Records contained in a dataset –
BEGIN

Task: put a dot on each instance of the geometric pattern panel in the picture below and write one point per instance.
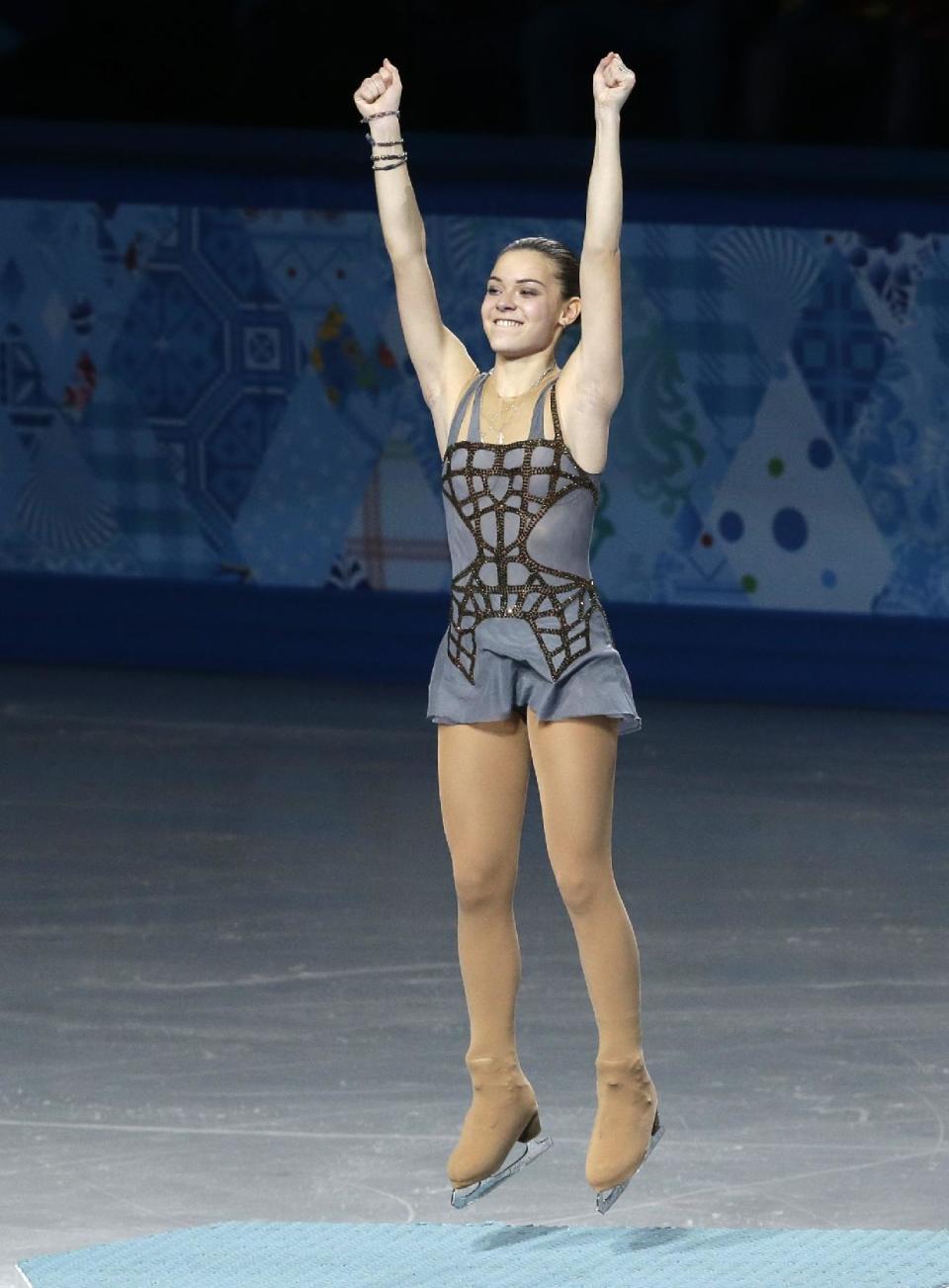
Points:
(490, 1254)
(203, 391)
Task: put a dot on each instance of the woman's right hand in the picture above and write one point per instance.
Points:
(380, 92)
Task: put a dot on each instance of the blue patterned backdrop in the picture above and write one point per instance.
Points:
(203, 393)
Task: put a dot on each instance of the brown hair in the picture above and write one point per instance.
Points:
(565, 263)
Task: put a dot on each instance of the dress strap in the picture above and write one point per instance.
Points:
(537, 419)
(463, 407)
(554, 412)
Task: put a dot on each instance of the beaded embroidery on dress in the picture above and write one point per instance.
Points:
(507, 506)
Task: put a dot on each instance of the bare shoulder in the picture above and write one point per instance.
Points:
(459, 370)
(583, 419)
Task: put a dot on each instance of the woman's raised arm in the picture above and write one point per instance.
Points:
(592, 377)
(439, 358)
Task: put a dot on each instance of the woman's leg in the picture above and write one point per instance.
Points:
(483, 777)
(574, 761)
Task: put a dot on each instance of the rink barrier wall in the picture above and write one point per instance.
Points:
(669, 650)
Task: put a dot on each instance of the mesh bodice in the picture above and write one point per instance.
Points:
(519, 518)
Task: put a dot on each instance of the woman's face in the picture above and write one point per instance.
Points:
(523, 304)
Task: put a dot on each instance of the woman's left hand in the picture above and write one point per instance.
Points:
(613, 81)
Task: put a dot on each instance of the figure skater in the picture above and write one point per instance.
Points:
(527, 670)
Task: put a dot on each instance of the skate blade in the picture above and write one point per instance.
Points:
(607, 1198)
(469, 1193)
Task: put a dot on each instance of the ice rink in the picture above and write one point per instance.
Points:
(230, 988)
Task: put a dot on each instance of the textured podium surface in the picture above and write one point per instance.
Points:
(302, 1254)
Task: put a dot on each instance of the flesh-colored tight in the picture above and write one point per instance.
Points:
(483, 773)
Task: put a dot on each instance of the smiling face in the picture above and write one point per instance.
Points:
(523, 308)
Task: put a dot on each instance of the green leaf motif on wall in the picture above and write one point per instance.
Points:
(660, 451)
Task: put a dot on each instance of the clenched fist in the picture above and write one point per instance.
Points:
(380, 92)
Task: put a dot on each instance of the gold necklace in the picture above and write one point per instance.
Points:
(511, 402)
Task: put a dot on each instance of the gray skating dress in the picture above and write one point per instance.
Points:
(526, 625)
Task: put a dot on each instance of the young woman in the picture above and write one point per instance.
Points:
(527, 671)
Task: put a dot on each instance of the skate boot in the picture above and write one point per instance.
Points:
(503, 1114)
(626, 1129)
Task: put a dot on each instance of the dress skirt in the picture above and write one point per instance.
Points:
(511, 671)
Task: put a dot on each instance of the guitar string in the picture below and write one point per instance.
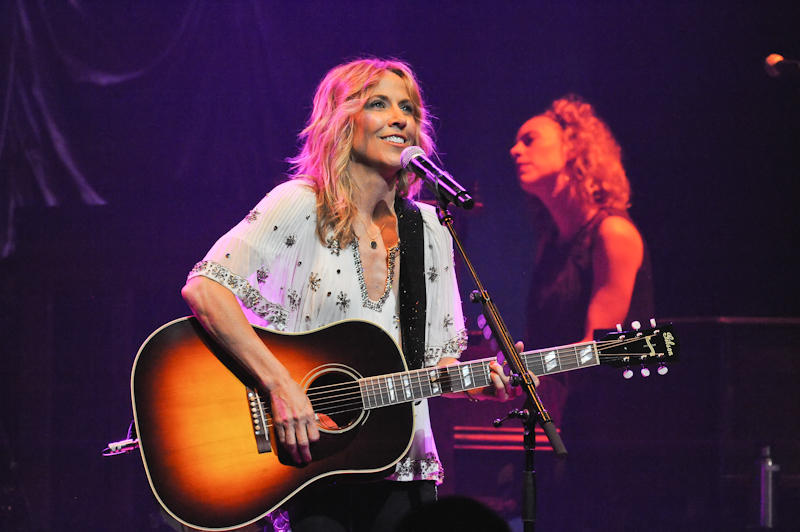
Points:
(538, 356)
(387, 389)
(352, 390)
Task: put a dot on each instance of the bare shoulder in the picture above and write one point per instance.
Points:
(616, 230)
(620, 241)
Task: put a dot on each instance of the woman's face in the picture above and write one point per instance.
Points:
(540, 155)
(385, 126)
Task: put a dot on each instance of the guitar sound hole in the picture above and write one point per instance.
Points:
(336, 400)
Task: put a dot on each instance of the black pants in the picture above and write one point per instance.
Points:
(368, 507)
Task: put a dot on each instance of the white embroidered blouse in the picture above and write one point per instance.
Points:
(287, 280)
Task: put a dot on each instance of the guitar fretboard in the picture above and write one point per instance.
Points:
(403, 387)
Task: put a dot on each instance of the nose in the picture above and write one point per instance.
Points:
(399, 119)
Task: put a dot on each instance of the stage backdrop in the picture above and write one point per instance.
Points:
(133, 134)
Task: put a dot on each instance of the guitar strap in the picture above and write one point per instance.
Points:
(412, 281)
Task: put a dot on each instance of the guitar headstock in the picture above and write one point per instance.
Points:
(640, 347)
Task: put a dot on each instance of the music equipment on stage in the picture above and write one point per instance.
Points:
(204, 428)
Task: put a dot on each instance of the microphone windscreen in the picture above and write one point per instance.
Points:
(409, 153)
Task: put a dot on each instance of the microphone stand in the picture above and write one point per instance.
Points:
(533, 411)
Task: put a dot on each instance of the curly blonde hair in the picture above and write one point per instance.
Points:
(327, 140)
(594, 162)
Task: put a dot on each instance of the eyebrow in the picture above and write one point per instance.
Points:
(386, 99)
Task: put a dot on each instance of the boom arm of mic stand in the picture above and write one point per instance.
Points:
(500, 332)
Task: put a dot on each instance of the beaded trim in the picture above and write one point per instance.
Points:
(427, 468)
(452, 348)
(251, 298)
(377, 306)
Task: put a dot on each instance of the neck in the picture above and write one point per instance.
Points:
(374, 190)
(568, 214)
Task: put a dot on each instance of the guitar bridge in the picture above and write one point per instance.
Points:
(260, 420)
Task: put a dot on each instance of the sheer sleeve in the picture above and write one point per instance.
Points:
(281, 224)
(445, 335)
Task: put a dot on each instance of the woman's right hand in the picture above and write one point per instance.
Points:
(293, 419)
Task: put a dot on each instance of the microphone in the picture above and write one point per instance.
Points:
(437, 180)
(776, 66)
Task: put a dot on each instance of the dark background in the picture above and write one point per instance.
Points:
(135, 133)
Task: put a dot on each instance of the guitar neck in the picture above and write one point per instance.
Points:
(403, 387)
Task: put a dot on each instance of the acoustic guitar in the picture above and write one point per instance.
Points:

END

The problem –
Although the records contain pictures, restate them word for word with those pictures left out.

Written response –
Task: put a dot on each instance of the geometric pattern panel in the picture below and write one point per instance.
Points:
(490, 1254)
(203, 391)
Task: put a dot on each instance of the woman's right hand in the picture above and write one point per instance.
Points:
(380, 92)
Task: put a dot on each instance of the blue patterned backdrop in the picture above and write one point per instance.
Points:
(203, 393)
Task: put a dot on each instance of the brown hair in the picture above and write one point per instance.
Points:
(565, 263)
Task: put a dot on each instance of the dress strap in the picture above and write one point per instance.
Points:
(537, 419)
(463, 407)
(554, 412)
Task: put a dot on each instance of the beaded embroidery on dress in the picture above and write one point per instance.
Points:
(507, 506)
Task: put a dot on each instance of the bare shoulder in the picture above and write one point per instance.
Points:
(459, 370)
(583, 419)
Task: put a dot on each instance of the woman's raised arm in the picture above and write one point per instance.
Points:
(592, 377)
(439, 358)
Task: put a dot on each instance of the woman's leg in the picture above and write one point per instance.
Points:
(483, 777)
(574, 761)
Task: put a dot on each instance of the rink barrier wall in the picture above and write one point per instance.
Points:
(669, 650)
Task: put a dot on each instance of the mesh bodice in the picture above and write one point per instance.
Points:
(519, 518)
Task: put a dot on each instance of the woman's face in the picture above and write one point per instance.
Points:
(523, 304)
Task: put a dot on each instance of the woman's left hand in the picture above and write one point per instance.
Points:
(613, 81)
Task: put a dot on each instance of the figure skater in the picture above and write one point per instance.
Points:
(527, 670)
Task: put a dot on each instance of the skate blade in the picture above and write one point per instance.
Points:
(607, 1198)
(469, 1193)
Task: put a dot on each instance of the ice rink in the picture above and write one point per instance.
Points:
(230, 988)
Task: put a dot on each instance of the textured podium surface in the picture above and write one point per instance.
Points:
(302, 1254)
Task: put a dot on each instance of the flesh-colored tight in the picture above and write one point per instance.
Points:
(483, 773)
Task: put a dot on each instance of the smiling face in the picture above and write one point per instance.
Points:
(523, 308)
Task: put a dot on each instance of the green leaf motif on wall in the picture above and write one point per instance.
Points:
(660, 451)
Task: put a dot on each instance of the clenched fist in the picture above and write one point per instance.
Points:
(380, 92)
Task: put a dot on each instance of the gold necklace in the picture above and write one point per instance.
Points:
(511, 402)
Task: put a dot on each instance of the gray skating dress in the picture above and write one point per instance.
Points:
(526, 625)
Task: put a dot on each instance of the young woman in the picture above and write one point per instance.
Points:
(527, 671)
Task: put a dot on each instance of the skate boot in the picture above and write one point per instance.
Points:
(503, 1114)
(626, 1129)
Task: put a dot on each instance of the dress skirt in the picture above and write one point per instance.
Points:
(511, 671)
Task: put a dot on each instance of the guitar string in the picture below and write one point per instance.
Points:
(538, 356)
(387, 389)
(352, 390)
Task: put a dot on each instance of the bare shoulder in the picture above and write one point per instance.
Points:
(616, 230)
(620, 241)
Task: put a dot on each instance of the woman's face in the picture above and write one point per instance.
Points:
(540, 155)
(385, 126)
Task: put a dot on each instance of the guitar sound hole in the picture above and write one point per instance.
Points:
(336, 400)
Task: put a dot on each instance of the black pants in the picture above and write one point per instance.
Points:
(368, 507)
Task: put a dot on each instance of the white embroidered blouse in the picture above and write one point per instance.
Points:
(287, 280)
Task: put a dot on each instance of the guitar fretboard in the picture above and write one point per instance.
Points:
(403, 387)
Task: put a dot on each instance of the nose in the picture above and write one point per instance.
Points:
(399, 119)
Task: put a dot on each instance of the stage backdrop in the picture above and write one point per instance.
Points:
(133, 134)
Task: put a dot on each instance of the guitar strap in the picture above and write one point per instance.
Points:
(412, 281)
Task: put a dot on each instance of the guitar headstock in the picture above and write one point per instance.
Points:
(640, 347)
Task: put a dot on each instance of the music equipment on stage in the picture above and write one point per instance.
Points:
(204, 428)
Task: put a dot on each instance of the microphone windscreen in the picture above and write one point per instance.
Points:
(409, 153)
Task: put a dot on each instance of the microphone stand in the picture above and write one point per instance.
Points:
(533, 411)
Task: put a dot on each instance of the curly blonde hair in the picture above and write one point per instance.
Points:
(327, 140)
(594, 162)
Task: put a dot on each instance of the eyebrow in the picture above and write one point per instance.
Points:
(386, 99)
Task: put a dot on each instance of the boom arm of mic stand in the picture above and write one point per instance.
Points:
(500, 332)
Task: put a dot on each instance of the beaded trim in the picture above and write one point per instance.
Points:
(427, 468)
(452, 348)
(251, 298)
(377, 306)
Task: put a dot on each instance of the neck in the picture above and write one point per instance.
Points:
(374, 190)
(568, 214)
Task: put a dot on each instance of the guitar bridge in the picture above and write one point per instance.
Points:
(260, 420)
Task: put a dot on each instance of the sheer sleeve in the picture above and write one point per instance.
Points:
(281, 224)
(445, 335)
Task: put a dot on each instance of the woman's right hand in the picture above and write one point per instance.
Points:
(293, 419)
Task: put a dot on each instance of the microphone in the picture above and write one point per instance.
Points:
(437, 180)
(776, 66)
Task: put a dot on each instance of the dark background in the picture above and write one point per instance.
Points:
(135, 133)
Task: put a dot on each instance of the guitar neck in the picture above and write one point per instance.
Points:
(403, 387)
Task: put a dot on each instance of the acoustic guitar in the picture above and write one point per instance.
Points:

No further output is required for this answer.